- DOCUMENT EXCERPT
::::

Whatever it is that bails one out instantly from wherever one is, not only has to unwind the stack, it also has to deallocate the memory allocated to every object created on the way down the stack.

Back in the day, about the time C was devised, the big idea in software engineering, such as it was, was "structured programming".

Structured Programming can be boiled down to the fact that anything can be computed with sequential instructions, conditional execution and iteration. Which is why high level languages support things like "if" and "for". But they look down on "goto" which totally messes up such logical structure and makes things impossible to reason about.

Meanwhile real programmers, as opposed to CS theorists and language designers, love their "GOTO". So the Structured Programming guys had to invent ways to introduce "GOTO" into their languages in a structured way. This is why we have "switch" constructs, "break" and "continue" from loops, early "return"s from functions.

The "real" programmers who devised C ignored all that and provided "goto" and the mother of all goto's in setjmp/longjmp.

C++ came along and tried to organise that better with exceptions.

Anyway with my programming upbringing, in the days of "structured programming" none of this is "normal control-flow". Rather it is very abnormal.

I have no suggestions here. I only feel that emulating C's setjmp/longjmp is not the answer to the problem. Neither the exceptions of C++.

::::

- COLLECTED DATA

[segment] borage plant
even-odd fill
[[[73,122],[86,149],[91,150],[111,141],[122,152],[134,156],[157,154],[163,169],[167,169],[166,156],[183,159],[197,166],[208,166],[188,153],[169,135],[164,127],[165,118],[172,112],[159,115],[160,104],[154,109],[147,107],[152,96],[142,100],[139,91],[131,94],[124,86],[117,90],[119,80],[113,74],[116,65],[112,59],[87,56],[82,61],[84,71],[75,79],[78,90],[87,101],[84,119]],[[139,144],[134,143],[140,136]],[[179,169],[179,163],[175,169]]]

::::

- WRITTEN PROBLEM
Reproduce the passage on structured programming and goto word for word, starting with "C++ came along" and going on through "is very abnormal.". The lines above play no part in what follows.

- WRITTEN SOLUTION
C++ came along and tried to organise that better with exceptions.

Anyway with my programming upbringing, in the days of "structured programming" none of this is "normal control-flow". Rather it is very abnormal.